:: QUOTED PASSAGE ::
Saturday, May 2, 2009

The Great Train Robbery

Day 121 - 5/1/09 - Movie #119

BEFORE: It's another heist film, similar to "The Brink's Job" - except the target is a British train loaded with gold.

THE PLOT: In Victorian England, a master criminal makes elaborate plans to steal a shipment of gold from a moving train.

AFTER: A big pothole can ruin a street, but a big PLOT-hole can ruin a film. This movie has a plot-hole so huge it threatens to swallow up the whole premise, and after noticing it, the story fell apart faster than Donald Sutherland's phony British accent. If you want to play along at home, stop reading, go and watch this film, then report back...

Now there's this safe, on a train, and it's transporting gold bars to pay the soldiers fighting in the Crimean War. (I don't see how you can pay soldiers in large gold ingots on a battlefield, but that's another issue...) Now, the safe requires 4 keys to open it (this is before combination locks) and 2 keys are stored in the railway station in London, and the other keys are held by a bank manager and a government official (also in London). Do you see the problem?

:: LIST OF TASKS ::
1 - Retype the movie review word for word, beginning at the words "Day 121 - 5/1/09" and stopping after "then report back...".
2 - Write a continuation of the review of The Great Train Robbery, starting right after its last sentence.
The lines after this note have nothing to do with the movie review.

:: DATA RECORDS ::

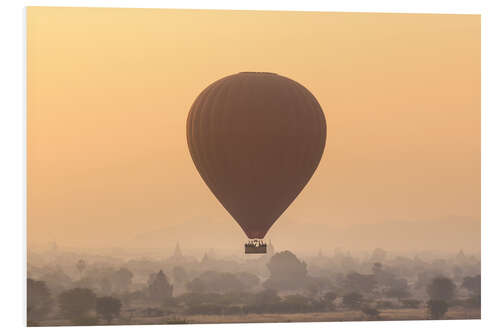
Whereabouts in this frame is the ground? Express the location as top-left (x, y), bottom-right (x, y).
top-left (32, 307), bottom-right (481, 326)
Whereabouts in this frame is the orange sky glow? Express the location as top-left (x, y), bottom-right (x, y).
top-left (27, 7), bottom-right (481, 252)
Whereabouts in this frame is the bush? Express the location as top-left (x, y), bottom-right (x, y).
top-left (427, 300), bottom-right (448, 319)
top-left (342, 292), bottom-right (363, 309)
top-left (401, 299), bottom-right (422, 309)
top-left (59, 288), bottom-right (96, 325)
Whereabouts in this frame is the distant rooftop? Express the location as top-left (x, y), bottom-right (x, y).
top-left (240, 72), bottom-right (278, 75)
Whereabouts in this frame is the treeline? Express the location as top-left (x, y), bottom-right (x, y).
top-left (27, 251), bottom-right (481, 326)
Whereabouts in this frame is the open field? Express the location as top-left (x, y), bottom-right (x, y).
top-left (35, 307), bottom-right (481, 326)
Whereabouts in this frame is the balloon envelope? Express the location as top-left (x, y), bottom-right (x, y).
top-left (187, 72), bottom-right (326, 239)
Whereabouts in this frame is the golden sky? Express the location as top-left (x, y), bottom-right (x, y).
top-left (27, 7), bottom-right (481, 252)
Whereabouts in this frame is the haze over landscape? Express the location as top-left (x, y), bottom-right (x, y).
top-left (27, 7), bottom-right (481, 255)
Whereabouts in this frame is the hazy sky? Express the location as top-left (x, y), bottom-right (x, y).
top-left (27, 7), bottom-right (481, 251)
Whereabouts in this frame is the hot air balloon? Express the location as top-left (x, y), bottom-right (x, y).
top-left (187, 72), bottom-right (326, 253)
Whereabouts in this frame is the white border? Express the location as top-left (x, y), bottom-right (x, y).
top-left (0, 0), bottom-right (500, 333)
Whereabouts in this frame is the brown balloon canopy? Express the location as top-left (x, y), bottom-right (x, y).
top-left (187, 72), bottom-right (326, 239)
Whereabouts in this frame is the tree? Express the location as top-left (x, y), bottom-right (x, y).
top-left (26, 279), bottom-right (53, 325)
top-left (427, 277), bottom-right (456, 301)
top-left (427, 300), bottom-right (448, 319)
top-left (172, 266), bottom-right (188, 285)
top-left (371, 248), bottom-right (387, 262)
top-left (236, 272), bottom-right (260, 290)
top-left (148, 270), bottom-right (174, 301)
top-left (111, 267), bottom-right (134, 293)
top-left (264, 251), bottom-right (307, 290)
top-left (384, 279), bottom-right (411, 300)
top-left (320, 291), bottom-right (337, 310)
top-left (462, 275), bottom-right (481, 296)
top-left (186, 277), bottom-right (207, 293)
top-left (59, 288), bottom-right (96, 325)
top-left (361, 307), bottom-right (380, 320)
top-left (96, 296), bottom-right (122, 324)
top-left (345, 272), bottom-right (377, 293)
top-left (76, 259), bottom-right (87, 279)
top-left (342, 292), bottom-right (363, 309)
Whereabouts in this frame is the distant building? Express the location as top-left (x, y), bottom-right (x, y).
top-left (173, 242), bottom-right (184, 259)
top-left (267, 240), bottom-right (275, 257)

==

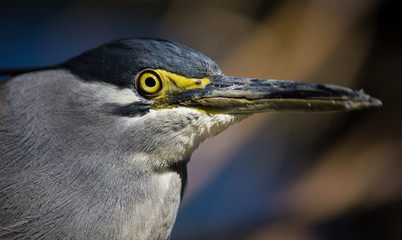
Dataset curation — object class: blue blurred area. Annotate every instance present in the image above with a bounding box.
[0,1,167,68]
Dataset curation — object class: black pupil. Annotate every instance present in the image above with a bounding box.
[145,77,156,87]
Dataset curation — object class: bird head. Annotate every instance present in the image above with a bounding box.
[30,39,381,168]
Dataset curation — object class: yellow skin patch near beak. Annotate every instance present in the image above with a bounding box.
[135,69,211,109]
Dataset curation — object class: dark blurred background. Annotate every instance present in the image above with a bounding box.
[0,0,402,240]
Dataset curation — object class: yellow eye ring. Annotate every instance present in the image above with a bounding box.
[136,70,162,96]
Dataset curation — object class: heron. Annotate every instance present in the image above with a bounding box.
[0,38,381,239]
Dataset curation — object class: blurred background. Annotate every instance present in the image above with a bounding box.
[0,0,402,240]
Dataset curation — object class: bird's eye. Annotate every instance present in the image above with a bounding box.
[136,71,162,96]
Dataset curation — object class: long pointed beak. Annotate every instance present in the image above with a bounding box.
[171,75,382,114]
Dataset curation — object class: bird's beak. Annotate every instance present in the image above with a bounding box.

:: RESPONSES PER TASK ::
1 -
Day 121 - 5/1/09 - Movie #119

BEFORE: It's another heist film, similar to "The Brink's Job" - except the target is a British train loaded with gold.

THE PLOT: In Victorian England, a master criminal makes elaborate plans to steal a shipment of gold from a moving train.

AFTER: A big pothole can ruin a street, but a big PLOT-hole can ruin a film. This movie has a plot-hole so huge it threatens to swallow up the whole premise, and after noticing it, the story fell apart faster than Donald Sutherland's phony British accent. If you want to play along at home, stop reading, go and watch this film, then report back...

2 -
If all of the keys are in London, and the train LEAVES London, to take the gold to a ship - how the heck do the train officials open the safe at the other end of the trip? I have other quibbles - like why don't and of the train's passengers hear Sean Connery's character walking on the roof of the train, and jumping from car to car? And how did the police know to arrest him in the train station? That wasn't made clear at all.

This film was written and directed by Michael Crichton, and I expected better - or at least fewer glaring mistakes. OK, so on the Wikipedia page devoted to this film, it mentions that the London officials held DUPLICATE keys to the safe - so why couldn't the movie make this distinction?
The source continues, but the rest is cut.